(SOURCE PASSAGE begins)

That's really sad and tragic. There are like 50, or some other large number, things that affect blood glucose levels and we control 2 or 3 of them(insulin, food, and exercise). Your wife's friend may have done everything correctly and still had blood glucose that was too low.

This is why I sleep so much better since getting a CGM, it's life changing because one can make data driven decisions that minimize risk and be alerted when it's time to pay attention. It helps take away cognitive load that lessons the risk of burnout too.

I can't imagine what it was like as a T1 before them.

I was diagnosed T2 about 2.5 years ago, and worse a Freestyle Libre (not technically a CGM, but very close) for the first 6 months or so. Very useful for figuring out how I'd react to certain things, and I've got things pretty well under control now (A1C ~5.5)

That's awesome. Yeah, like anything using the data to make better decisions is the way, otherwise there's no point. Even as a T1, if my BG is high, I will generally(not always) eat less carb or none for a meal. Plus the changes in insulin dosing. It's just easier and injected insulin is so much slower than what the pancreas can do(both in time to react and duration)

(SOURCE PASSAGE ends)
(INFORMATION SUPPLIED begins)

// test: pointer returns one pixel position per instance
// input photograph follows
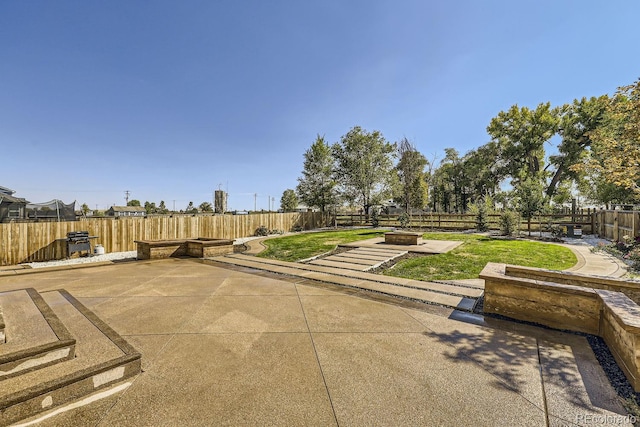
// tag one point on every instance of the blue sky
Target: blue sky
(171, 100)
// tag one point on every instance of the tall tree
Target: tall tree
(411, 176)
(617, 140)
(577, 121)
(521, 134)
(317, 187)
(206, 207)
(150, 207)
(289, 201)
(529, 199)
(363, 165)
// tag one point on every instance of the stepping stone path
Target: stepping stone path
(53, 351)
(458, 295)
(360, 259)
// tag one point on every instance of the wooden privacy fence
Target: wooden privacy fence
(43, 241)
(613, 225)
(446, 221)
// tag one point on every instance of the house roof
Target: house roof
(5, 190)
(128, 209)
(6, 198)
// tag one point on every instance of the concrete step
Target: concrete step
(2, 333)
(34, 335)
(354, 279)
(358, 255)
(339, 264)
(348, 260)
(457, 288)
(102, 360)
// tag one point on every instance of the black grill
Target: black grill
(78, 241)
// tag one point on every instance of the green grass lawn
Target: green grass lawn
(464, 262)
(468, 259)
(305, 245)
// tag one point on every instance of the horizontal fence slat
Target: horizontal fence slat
(43, 241)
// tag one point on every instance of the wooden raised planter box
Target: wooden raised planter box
(400, 238)
(562, 300)
(201, 247)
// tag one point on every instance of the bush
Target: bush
(482, 221)
(404, 220)
(509, 222)
(262, 231)
(375, 218)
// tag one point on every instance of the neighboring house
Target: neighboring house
(126, 211)
(11, 208)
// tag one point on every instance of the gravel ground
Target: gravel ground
(114, 256)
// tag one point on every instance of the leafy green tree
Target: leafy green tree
(205, 207)
(521, 134)
(150, 207)
(289, 201)
(530, 199)
(363, 167)
(317, 186)
(617, 140)
(450, 184)
(411, 176)
(577, 121)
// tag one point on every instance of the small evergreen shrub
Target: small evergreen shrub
(262, 231)
(509, 222)
(404, 220)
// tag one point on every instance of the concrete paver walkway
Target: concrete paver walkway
(237, 346)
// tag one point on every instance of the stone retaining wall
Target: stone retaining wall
(200, 248)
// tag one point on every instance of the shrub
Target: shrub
(375, 218)
(509, 222)
(262, 231)
(404, 220)
(482, 221)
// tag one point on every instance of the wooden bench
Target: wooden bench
(201, 247)
(401, 238)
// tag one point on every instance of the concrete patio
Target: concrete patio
(224, 345)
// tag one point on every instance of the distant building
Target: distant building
(126, 211)
(11, 208)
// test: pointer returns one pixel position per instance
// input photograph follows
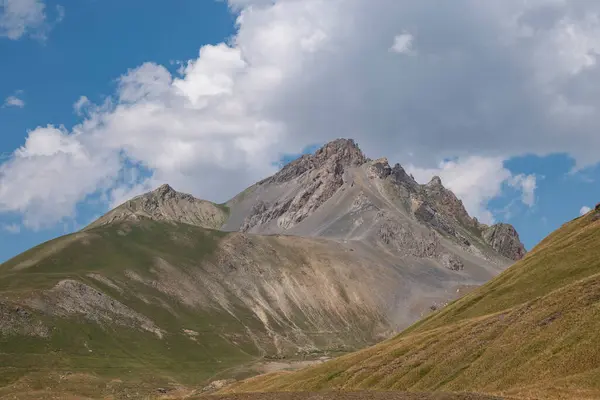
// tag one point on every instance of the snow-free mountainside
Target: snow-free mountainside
(530, 333)
(168, 294)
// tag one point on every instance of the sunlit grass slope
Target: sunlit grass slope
(533, 332)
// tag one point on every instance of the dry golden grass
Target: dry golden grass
(533, 332)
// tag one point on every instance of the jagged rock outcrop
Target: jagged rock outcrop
(338, 192)
(505, 240)
(333, 157)
(321, 176)
(166, 204)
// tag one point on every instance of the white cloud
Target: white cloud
(475, 180)
(493, 80)
(527, 185)
(12, 228)
(22, 17)
(584, 210)
(403, 44)
(14, 101)
(81, 104)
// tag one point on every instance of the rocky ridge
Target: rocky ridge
(318, 184)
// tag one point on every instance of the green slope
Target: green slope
(530, 333)
(130, 307)
(75, 344)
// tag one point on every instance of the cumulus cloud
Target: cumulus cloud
(22, 17)
(527, 185)
(14, 101)
(475, 180)
(12, 228)
(490, 80)
(584, 210)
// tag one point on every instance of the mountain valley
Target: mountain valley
(334, 253)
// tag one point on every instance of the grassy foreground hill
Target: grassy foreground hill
(532, 332)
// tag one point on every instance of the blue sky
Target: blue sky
(181, 93)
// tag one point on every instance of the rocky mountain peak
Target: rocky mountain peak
(505, 240)
(343, 150)
(335, 155)
(436, 181)
(164, 190)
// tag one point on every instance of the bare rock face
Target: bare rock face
(505, 240)
(348, 190)
(332, 157)
(166, 204)
(447, 202)
(319, 177)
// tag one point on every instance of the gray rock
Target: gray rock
(505, 240)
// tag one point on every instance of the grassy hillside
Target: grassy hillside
(532, 332)
(90, 338)
(132, 307)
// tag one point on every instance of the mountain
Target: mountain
(532, 332)
(333, 253)
(165, 204)
(338, 193)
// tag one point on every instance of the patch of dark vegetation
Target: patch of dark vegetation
(552, 317)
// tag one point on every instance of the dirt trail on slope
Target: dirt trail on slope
(351, 396)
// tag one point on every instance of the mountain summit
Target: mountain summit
(166, 204)
(339, 193)
(333, 253)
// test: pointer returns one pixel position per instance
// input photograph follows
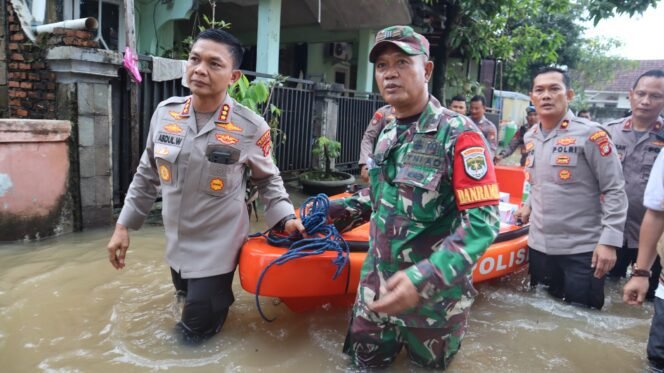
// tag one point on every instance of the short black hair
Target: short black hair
(226, 38)
(479, 98)
(655, 73)
(552, 69)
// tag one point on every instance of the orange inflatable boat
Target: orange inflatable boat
(306, 283)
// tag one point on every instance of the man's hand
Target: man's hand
(117, 246)
(634, 291)
(364, 173)
(399, 295)
(604, 258)
(523, 214)
(294, 225)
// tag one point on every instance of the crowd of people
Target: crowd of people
(586, 209)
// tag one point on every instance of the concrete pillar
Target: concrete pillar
(267, 45)
(364, 67)
(83, 76)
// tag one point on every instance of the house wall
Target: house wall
(30, 85)
(34, 179)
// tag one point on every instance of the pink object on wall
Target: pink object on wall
(130, 63)
(34, 174)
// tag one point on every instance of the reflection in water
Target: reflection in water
(63, 307)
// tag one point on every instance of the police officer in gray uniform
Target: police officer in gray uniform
(199, 151)
(577, 196)
(638, 139)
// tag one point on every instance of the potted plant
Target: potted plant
(328, 180)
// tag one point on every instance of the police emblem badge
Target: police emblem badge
(474, 162)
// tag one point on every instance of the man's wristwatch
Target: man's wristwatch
(636, 272)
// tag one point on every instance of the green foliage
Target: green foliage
(524, 34)
(327, 149)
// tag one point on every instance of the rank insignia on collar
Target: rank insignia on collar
(566, 141)
(223, 114)
(228, 126)
(165, 173)
(173, 128)
(185, 109)
(216, 184)
(474, 162)
(161, 150)
(265, 143)
(175, 115)
(226, 139)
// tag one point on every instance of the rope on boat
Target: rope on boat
(322, 237)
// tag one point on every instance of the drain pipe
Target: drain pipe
(75, 24)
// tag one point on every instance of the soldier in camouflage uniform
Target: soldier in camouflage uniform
(432, 207)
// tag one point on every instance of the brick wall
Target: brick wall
(31, 85)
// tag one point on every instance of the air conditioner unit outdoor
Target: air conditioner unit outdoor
(341, 51)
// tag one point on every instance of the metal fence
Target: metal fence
(355, 112)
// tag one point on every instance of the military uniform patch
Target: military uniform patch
(228, 126)
(474, 162)
(226, 139)
(165, 173)
(265, 143)
(216, 184)
(173, 128)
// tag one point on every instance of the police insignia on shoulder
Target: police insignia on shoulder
(474, 162)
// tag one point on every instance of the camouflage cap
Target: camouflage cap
(403, 37)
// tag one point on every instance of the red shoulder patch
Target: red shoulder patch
(474, 177)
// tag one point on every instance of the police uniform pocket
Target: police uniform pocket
(165, 157)
(418, 190)
(221, 180)
(563, 167)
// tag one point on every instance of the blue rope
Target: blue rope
(323, 237)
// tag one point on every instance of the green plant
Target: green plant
(328, 149)
(256, 95)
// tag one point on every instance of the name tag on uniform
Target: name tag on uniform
(170, 139)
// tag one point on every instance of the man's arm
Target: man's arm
(652, 227)
(450, 264)
(368, 141)
(265, 175)
(604, 163)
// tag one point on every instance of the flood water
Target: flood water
(64, 308)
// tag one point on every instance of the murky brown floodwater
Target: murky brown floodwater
(64, 308)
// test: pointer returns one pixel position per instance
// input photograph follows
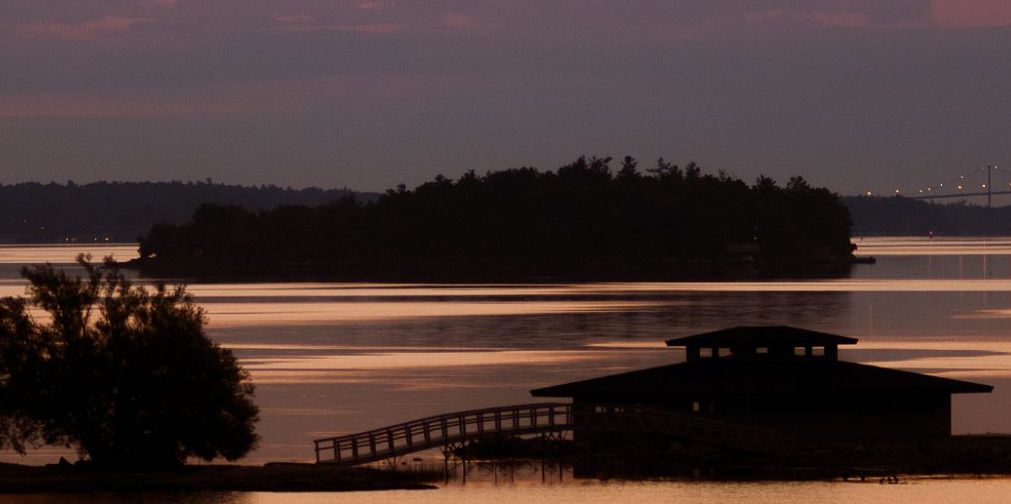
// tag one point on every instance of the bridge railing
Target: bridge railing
(461, 426)
(443, 429)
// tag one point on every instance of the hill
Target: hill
(581, 221)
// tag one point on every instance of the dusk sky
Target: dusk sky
(851, 94)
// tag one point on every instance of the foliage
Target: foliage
(580, 221)
(126, 376)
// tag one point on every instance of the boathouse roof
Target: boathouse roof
(766, 335)
(751, 379)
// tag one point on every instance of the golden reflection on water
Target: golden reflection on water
(938, 245)
(254, 313)
(909, 491)
(65, 254)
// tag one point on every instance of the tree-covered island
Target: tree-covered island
(583, 221)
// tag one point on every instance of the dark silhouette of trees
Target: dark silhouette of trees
(124, 375)
(581, 221)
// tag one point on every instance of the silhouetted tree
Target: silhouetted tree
(126, 376)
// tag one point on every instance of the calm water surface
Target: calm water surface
(331, 359)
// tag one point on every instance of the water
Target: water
(330, 359)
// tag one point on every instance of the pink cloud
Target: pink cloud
(842, 19)
(374, 28)
(85, 31)
(82, 105)
(371, 5)
(302, 22)
(460, 21)
(768, 16)
(971, 13)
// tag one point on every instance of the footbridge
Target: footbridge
(452, 429)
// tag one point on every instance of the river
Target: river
(332, 358)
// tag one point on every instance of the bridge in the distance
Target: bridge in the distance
(988, 181)
(451, 430)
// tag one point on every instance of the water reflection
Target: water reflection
(334, 358)
(977, 491)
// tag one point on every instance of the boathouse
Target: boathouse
(780, 378)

(INFORMATION SUPPLIED ends)

_WHAT YOU NEED TO DO_.
a – In the blood glucose discussion, which three factors does the first commenter say people control?
b – Carry on the blood glucose discussion from its final sentence.

_SET OF ANSWERS_.
a – Insulin, food, and exercise.

b –
Yes, it's tricky.

Low is much more dangerous than high...

As the saying goes, High glucose will kill you in 30 years, low gluclose in 30 minutes.

I'm sorry for your friend. Truth is even a lot of doctors don't appreciate how difficult controlling type 1 diabetes can be. Having lived with it for over 20 years I'm still shocked at how ill-prepared I was once I came home from the hospital.

CGMs can make all the difference in the world, and I hope they continue to get better.

Do you have any information about what happened?

(context: my son is DT1) We learn (in France) that hypoglycemia can lead to unconsciousness, but cannot be fatal as the liver will eventually take over and release glucose to the organism, as it always does for healthy persons. Glucagen injection is the way to get this release to happen fast, but it can be delayed if necessary.

Hypoglycemia can lead to coma and can cause death through several mechanisms including but not limited to:

- brain death during prolonged severe hypos

- or cardiac arrhythmias

Im T1 myself

In my wife’s friend’s case we’ve heard it led to an arrhythmia as you mentioned.